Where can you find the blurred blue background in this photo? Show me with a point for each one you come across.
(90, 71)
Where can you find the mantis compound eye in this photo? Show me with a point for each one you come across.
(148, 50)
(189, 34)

··········

EXERCISE: Transcribe each line of the listing above precisely as it appears.

WRITTEN SOLUTION:
Where can you find the blurred blue background in this photo? Show me with a point for each one you come across.
(90, 71)
Where can you find the mantis compound eye in this photo? Show me with a point for each one you come across.
(148, 50)
(189, 34)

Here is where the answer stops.